Selection:
***

Edit: the usual doubling rule probably doesn't hold up around the degree 5/6 boundary does it? The degree 6 curve intercepts the degree 5 curve, so once you switch to degree 6 the number of digits per doubling should go up...[/QUOTE]

You're quite right- The 2330L Cunningham C207 job took 3300M raw relations to yield 1800M uniques, a terrible ratio. However, my point remains that if we went for bigger LP bounds than 34/35, we *would* risk needing more than 2^32 relations.

I imagine something like 2.8-3.0G raw relations to yield 2.0G uniques for this job? I was adding 15% to the previous job's numbers, forgetting just how bad the unique ratio was.

We don't have much data on deg 6 poly score scaling- pretty much just the CADO group's polys for RSA-220/230/240/250. It hasn't crossed my mind to fit a curve to those scores and test for scaling... Good idea!

charybdis 2021-08-24 01:13

[QUOTE=VBCurtis;586361]However, my point remains that if we went for bigger LP bounds than 34/35, we *would* risk needing more than 2^32 relations.[/quote]

Indeed. And if msieve is used for postprocessing there's a 2^32 limit there too; duplicates could be removed beforehand, so 35/35 would be possible but maybe not 35/36.

***

Supplied material:
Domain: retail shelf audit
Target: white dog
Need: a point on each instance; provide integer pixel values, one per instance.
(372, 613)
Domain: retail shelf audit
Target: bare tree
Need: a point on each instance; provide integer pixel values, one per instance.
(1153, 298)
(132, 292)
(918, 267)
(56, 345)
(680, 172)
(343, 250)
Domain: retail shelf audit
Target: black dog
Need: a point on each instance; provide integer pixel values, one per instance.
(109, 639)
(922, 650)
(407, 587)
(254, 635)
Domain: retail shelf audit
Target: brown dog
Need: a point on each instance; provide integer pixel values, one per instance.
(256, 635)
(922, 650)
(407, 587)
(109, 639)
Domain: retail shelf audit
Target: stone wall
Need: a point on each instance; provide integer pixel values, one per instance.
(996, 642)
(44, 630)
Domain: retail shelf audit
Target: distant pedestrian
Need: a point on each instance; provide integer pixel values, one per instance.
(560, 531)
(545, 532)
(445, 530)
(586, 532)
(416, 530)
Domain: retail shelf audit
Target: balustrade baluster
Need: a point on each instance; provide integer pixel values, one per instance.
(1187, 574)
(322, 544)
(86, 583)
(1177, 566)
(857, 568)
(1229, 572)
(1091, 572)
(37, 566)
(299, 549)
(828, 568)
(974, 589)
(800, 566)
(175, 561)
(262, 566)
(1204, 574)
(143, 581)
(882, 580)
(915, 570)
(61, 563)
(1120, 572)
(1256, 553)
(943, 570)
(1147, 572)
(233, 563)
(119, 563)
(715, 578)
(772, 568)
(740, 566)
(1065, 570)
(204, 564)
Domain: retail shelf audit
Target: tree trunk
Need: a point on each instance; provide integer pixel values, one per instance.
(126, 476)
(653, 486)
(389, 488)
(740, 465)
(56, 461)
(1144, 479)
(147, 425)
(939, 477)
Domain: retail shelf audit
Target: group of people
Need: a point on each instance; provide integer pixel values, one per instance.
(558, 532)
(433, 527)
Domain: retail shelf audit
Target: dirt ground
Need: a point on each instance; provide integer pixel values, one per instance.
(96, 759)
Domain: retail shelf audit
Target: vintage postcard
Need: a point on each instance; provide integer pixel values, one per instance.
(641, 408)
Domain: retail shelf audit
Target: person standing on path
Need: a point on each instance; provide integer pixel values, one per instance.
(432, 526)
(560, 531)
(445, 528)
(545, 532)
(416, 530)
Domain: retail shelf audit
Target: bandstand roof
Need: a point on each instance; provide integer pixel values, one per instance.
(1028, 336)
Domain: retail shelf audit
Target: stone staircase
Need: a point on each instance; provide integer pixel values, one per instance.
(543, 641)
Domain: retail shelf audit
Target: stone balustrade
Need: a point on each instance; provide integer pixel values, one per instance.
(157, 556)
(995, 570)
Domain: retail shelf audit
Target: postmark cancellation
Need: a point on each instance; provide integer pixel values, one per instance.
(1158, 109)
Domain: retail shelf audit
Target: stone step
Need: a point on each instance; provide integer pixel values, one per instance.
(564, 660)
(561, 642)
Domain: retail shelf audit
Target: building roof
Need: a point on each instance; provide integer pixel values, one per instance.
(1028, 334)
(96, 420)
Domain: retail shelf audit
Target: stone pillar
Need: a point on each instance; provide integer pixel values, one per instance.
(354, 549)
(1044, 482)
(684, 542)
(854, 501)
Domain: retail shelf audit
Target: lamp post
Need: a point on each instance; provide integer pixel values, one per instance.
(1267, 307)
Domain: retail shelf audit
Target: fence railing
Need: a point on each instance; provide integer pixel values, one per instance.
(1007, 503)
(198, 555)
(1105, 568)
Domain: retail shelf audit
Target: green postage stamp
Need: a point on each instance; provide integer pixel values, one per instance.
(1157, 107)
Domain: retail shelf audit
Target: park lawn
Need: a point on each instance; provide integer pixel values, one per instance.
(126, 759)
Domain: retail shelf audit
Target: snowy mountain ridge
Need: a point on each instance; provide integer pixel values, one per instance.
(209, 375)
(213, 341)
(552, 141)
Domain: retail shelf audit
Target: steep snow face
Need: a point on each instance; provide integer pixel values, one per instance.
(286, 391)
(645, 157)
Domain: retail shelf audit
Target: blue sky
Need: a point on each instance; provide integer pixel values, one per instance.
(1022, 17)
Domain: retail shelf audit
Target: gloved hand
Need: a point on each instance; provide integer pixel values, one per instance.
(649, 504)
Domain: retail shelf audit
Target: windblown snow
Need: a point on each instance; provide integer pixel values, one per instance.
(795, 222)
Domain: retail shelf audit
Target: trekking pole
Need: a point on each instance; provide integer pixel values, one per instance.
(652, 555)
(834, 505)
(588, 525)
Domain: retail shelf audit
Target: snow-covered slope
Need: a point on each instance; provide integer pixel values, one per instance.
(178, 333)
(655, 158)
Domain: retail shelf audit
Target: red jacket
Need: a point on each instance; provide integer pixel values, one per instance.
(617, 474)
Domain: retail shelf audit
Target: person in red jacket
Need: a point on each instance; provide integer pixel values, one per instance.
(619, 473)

***

Exercise tasks:
**a.** List every RSA number whose degree 6 polynomials the thread credits to the CADO group.
**b.** Answer each question from the thread in a few words:
(i) How many raw relations did the 2330L Cunningham C207 job take?
(ii) What percentage was added to the previous job's numbers?
(iii) What limit applies if msieve is used for postprocessing?
**c.** Transcribe the thread, starting at "Edit: the usual" and ending at "unique ratio was.".
Answer from the thread only, not from the data.

Outputs by task:
**a.** RSA-220, RSA-230, RSA-240, RSA-250

**b.**
(i) 3300M raw relations, yielding 1800M uniques
(ii) 15%
(iii) 2^32

**c.**
Edit: the usual doubling rule probably doesn't hold up around the degree 5/6 boundary does it? The degree 6 curve intercepts the degree 5 curve, so once you switch to degree 6 the number of digits per doubling should go up...[/QUOTE]

You're quite right- The 2330L Cunningham C207 job took 3300M raw relations to yield 1800M uniques, a terrible ratio. However, my point remains that if we went for bigger LP bounds than 34/35, we *would* risk needing more than 2^32 relations.

I imagine something like 2.8-3.0G raw relations to yield 2.0G uniques for this job? I was adding 15% to the previous job's numbers, forgetting just how bad the unique ratio was.